== SOURCE DATA ==
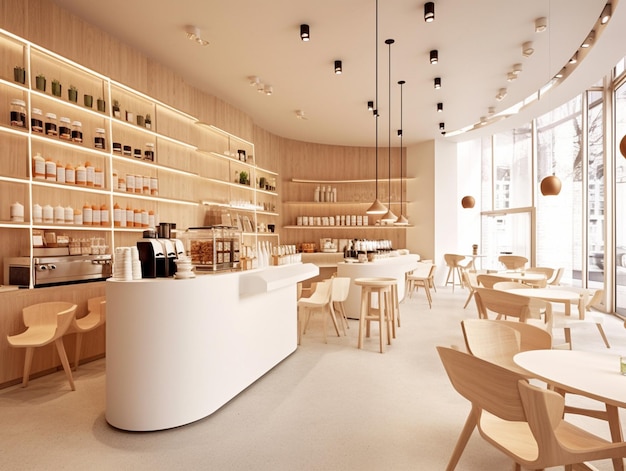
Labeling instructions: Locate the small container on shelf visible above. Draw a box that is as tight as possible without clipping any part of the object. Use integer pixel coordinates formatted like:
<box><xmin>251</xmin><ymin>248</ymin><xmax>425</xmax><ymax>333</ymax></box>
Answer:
<box><xmin>31</xmin><ymin>108</ymin><xmax>43</xmax><ymax>133</ymax></box>
<box><xmin>150</xmin><ymin>176</ymin><xmax>158</xmax><ymax>196</ymax></box>
<box><xmin>64</xmin><ymin>206</ymin><xmax>73</xmax><ymax>223</ymax></box>
<box><xmin>71</xmin><ymin>121</ymin><xmax>83</xmax><ymax>143</ymax></box>
<box><xmin>45</xmin><ymin>112</ymin><xmax>58</xmax><ymax>136</ymax></box>
<box><xmin>32</xmin><ymin>203</ymin><xmax>42</xmax><ymax>223</ymax></box>
<box><xmin>10</xmin><ymin>99</ymin><xmax>26</xmax><ymax>128</ymax></box>
<box><xmin>144</xmin><ymin>143</ymin><xmax>155</xmax><ymax>161</ymax></box>
<box><xmin>54</xmin><ymin>204</ymin><xmax>64</xmax><ymax>224</ymax></box>
<box><xmin>126</xmin><ymin>205</ymin><xmax>134</xmax><ymax>226</ymax></box>
<box><xmin>65</xmin><ymin>163</ymin><xmax>75</xmax><ymax>184</ymax></box>
<box><xmin>56</xmin><ymin>161</ymin><xmax>65</xmax><ymax>183</ymax></box>
<box><xmin>33</xmin><ymin>153</ymin><xmax>45</xmax><ymax>179</ymax></box>
<box><xmin>82</xmin><ymin>203</ymin><xmax>93</xmax><ymax>225</ymax></box>
<box><xmin>94</xmin><ymin>128</ymin><xmax>106</xmax><ymax>149</ymax></box>
<box><xmin>113</xmin><ymin>142</ymin><xmax>122</xmax><ymax>153</ymax></box>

== REQUIREMENT ==
Each entry should be set down exactly, pictures excluded.

== ANSWER BOX ==
Labeling instructions: Locate the small container on shelf visible above. Draw a box that is as tight as possible without clipping any part of the object. Use integer pixel coordinates formatted like:
<box><xmin>251</xmin><ymin>248</ymin><xmax>425</xmax><ymax>333</ymax></box>
Answer:
<box><xmin>31</xmin><ymin>108</ymin><xmax>43</xmax><ymax>133</ymax></box>
<box><xmin>150</xmin><ymin>176</ymin><xmax>158</xmax><ymax>196</ymax></box>
<box><xmin>64</xmin><ymin>206</ymin><xmax>73</xmax><ymax>223</ymax></box>
<box><xmin>71</xmin><ymin>121</ymin><xmax>83</xmax><ymax>143</ymax></box>
<box><xmin>45</xmin><ymin>112</ymin><xmax>58</xmax><ymax>136</ymax></box>
<box><xmin>32</xmin><ymin>203</ymin><xmax>42</xmax><ymax>223</ymax></box>
<box><xmin>10</xmin><ymin>99</ymin><xmax>26</xmax><ymax>128</ymax></box>
<box><xmin>144</xmin><ymin>143</ymin><xmax>155</xmax><ymax>161</ymax></box>
<box><xmin>54</xmin><ymin>204</ymin><xmax>64</xmax><ymax>224</ymax></box>
<box><xmin>126</xmin><ymin>205</ymin><xmax>134</xmax><ymax>226</ymax></box>
<box><xmin>65</xmin><ymin>163</ymin><xmax>75</xmax><ymax>184</ymax></box>
<box><xmin>56</xmin><ymin>161</ymin><xmax>65</xmax><ymax>183</ymax></box>
<box><xmin>33</xmin><ymin>153</ymin><xmax>45</xmax><ymax>179</ymax></box>
<box><xmin>82</xmin><ymin>203</ymin><xmax>93</xmax><ymax>225</ymax></box>
<box><xmin>94</xmin><ymin>128</ymin><xmax>106</xmax><ymax>149</ymax></box>
<box><xmin>113</xmin><ymin>142</ymin><xmax>122</xmax><ymax>153</ymax></box>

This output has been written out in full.